■ **Exercise brief**: Report how many lines of the items contain the string "thatched", counting only matches in the same case, and give only that number.

■ **Given data**:

>>>>>

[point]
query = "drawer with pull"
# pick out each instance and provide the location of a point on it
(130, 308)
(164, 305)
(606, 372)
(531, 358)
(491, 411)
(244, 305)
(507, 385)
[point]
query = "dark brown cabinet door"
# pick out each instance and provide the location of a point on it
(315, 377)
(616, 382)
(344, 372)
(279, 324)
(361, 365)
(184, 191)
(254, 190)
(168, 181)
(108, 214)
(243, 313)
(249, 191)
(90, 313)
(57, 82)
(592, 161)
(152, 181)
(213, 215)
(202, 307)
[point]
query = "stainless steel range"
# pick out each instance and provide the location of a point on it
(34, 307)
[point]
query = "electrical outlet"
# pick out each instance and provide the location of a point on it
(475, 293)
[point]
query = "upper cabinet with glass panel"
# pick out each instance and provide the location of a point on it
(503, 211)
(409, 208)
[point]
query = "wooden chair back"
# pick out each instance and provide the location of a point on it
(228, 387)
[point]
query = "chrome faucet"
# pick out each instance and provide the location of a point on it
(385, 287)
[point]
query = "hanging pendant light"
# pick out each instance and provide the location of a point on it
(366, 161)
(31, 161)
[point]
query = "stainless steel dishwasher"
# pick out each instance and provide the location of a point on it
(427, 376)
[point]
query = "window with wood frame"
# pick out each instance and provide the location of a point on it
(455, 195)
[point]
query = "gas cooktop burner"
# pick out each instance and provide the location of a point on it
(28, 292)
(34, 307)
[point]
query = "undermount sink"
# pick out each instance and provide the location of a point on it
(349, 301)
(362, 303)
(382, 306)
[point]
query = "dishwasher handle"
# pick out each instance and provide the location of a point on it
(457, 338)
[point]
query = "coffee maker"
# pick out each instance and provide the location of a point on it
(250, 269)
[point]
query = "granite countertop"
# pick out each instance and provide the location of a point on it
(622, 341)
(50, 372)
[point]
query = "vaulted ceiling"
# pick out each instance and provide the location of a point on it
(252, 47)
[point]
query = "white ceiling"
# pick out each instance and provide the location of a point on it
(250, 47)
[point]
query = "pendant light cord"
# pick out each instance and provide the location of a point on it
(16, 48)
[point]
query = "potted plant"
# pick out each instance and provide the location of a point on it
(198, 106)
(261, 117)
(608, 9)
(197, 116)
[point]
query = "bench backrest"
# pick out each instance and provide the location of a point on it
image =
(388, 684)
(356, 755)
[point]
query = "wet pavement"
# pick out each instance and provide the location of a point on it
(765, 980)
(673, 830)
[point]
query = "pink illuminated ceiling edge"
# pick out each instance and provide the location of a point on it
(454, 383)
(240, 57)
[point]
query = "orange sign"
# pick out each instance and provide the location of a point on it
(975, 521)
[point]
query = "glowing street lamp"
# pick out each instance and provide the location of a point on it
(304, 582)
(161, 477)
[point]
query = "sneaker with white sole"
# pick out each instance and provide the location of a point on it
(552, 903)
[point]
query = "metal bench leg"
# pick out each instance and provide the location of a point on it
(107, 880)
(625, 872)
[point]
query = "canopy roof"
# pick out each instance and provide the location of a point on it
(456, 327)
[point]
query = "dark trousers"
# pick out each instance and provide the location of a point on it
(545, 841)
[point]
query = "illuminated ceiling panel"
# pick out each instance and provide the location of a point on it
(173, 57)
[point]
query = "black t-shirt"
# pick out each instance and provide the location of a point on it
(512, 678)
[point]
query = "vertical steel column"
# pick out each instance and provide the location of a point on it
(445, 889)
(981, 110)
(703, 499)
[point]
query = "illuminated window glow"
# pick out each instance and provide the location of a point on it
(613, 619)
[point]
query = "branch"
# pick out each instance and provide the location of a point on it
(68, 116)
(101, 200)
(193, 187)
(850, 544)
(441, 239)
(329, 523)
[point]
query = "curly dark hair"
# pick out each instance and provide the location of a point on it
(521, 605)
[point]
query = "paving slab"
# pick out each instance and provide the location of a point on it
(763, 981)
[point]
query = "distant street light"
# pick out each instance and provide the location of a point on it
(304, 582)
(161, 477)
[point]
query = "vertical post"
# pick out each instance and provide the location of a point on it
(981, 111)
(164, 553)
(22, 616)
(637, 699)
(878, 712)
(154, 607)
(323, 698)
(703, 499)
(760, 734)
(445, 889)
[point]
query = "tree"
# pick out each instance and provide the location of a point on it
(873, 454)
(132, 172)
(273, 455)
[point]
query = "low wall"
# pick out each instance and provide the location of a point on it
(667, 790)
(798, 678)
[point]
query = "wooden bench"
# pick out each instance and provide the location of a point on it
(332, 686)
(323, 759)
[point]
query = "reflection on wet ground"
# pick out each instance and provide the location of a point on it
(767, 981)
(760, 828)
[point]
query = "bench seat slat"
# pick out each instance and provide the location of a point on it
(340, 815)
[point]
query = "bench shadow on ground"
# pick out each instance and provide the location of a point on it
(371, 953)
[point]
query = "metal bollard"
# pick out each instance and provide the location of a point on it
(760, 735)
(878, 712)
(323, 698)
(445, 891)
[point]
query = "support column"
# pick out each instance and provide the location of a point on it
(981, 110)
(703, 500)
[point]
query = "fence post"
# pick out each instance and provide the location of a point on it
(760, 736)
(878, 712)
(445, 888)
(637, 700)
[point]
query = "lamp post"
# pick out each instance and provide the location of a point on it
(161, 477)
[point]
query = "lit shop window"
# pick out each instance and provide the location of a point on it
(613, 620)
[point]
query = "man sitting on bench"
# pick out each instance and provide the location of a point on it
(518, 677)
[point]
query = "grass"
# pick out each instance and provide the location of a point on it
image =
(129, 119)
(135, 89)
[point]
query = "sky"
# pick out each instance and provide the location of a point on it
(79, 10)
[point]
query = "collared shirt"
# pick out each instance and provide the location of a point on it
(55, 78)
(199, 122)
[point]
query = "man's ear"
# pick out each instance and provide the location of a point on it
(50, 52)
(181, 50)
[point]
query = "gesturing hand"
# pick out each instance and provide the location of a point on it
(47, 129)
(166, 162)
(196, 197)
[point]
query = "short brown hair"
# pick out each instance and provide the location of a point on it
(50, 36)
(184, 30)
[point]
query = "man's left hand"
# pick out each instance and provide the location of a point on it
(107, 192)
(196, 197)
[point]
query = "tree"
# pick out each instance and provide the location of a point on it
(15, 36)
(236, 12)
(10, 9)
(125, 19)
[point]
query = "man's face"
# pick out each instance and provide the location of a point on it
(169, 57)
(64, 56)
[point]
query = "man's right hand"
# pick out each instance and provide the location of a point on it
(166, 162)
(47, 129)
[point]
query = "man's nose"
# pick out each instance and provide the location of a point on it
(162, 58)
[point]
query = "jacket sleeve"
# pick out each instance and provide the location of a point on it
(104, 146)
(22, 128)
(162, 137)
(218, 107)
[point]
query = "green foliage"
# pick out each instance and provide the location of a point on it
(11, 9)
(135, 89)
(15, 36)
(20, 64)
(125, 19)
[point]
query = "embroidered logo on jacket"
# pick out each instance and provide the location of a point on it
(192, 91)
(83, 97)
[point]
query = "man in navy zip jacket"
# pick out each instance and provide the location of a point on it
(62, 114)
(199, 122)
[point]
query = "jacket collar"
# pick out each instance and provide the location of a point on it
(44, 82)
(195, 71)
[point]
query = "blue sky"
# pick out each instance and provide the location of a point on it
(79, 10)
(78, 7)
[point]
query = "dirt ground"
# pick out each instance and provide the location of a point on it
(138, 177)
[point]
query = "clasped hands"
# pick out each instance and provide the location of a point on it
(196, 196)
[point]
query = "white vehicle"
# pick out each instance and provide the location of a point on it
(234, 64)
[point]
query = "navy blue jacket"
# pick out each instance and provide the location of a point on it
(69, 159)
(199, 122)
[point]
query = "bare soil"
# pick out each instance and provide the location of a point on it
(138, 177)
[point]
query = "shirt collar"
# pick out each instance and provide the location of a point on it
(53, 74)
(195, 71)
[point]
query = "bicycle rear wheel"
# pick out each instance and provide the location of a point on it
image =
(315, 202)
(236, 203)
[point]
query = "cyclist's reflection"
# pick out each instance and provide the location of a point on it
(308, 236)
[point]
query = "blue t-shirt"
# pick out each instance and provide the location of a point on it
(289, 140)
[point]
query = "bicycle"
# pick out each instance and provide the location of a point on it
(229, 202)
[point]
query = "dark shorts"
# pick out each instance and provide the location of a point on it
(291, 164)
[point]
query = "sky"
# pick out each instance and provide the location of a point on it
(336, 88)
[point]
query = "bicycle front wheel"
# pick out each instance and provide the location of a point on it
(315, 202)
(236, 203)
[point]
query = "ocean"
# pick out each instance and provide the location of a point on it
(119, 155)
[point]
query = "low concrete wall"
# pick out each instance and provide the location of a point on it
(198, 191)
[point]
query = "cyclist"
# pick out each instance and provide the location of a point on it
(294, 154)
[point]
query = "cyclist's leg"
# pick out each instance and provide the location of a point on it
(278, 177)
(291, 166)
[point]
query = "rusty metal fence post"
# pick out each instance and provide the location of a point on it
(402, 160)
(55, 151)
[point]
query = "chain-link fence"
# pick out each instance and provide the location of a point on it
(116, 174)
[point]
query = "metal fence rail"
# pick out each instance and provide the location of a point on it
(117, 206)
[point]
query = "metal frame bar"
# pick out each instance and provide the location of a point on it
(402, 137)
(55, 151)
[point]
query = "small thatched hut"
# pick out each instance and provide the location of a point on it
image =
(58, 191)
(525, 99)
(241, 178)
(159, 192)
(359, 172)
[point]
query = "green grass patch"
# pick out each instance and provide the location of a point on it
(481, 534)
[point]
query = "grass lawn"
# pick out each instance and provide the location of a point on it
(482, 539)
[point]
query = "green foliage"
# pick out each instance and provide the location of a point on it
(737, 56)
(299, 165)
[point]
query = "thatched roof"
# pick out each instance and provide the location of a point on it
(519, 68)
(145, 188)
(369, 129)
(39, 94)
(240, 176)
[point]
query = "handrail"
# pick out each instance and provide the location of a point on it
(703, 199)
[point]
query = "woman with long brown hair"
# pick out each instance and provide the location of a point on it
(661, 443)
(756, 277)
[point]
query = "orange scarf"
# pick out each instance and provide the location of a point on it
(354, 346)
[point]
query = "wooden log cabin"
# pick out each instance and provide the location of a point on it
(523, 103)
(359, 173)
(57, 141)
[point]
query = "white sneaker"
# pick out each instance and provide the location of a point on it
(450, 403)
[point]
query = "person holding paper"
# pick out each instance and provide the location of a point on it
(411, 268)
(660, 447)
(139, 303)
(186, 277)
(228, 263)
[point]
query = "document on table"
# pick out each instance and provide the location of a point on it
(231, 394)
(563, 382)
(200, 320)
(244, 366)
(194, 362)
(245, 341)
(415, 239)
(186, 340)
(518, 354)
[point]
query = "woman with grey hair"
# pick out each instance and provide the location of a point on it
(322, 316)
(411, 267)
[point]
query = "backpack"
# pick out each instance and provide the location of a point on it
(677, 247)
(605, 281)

<<<<<

■ **Solution to this problem**: 2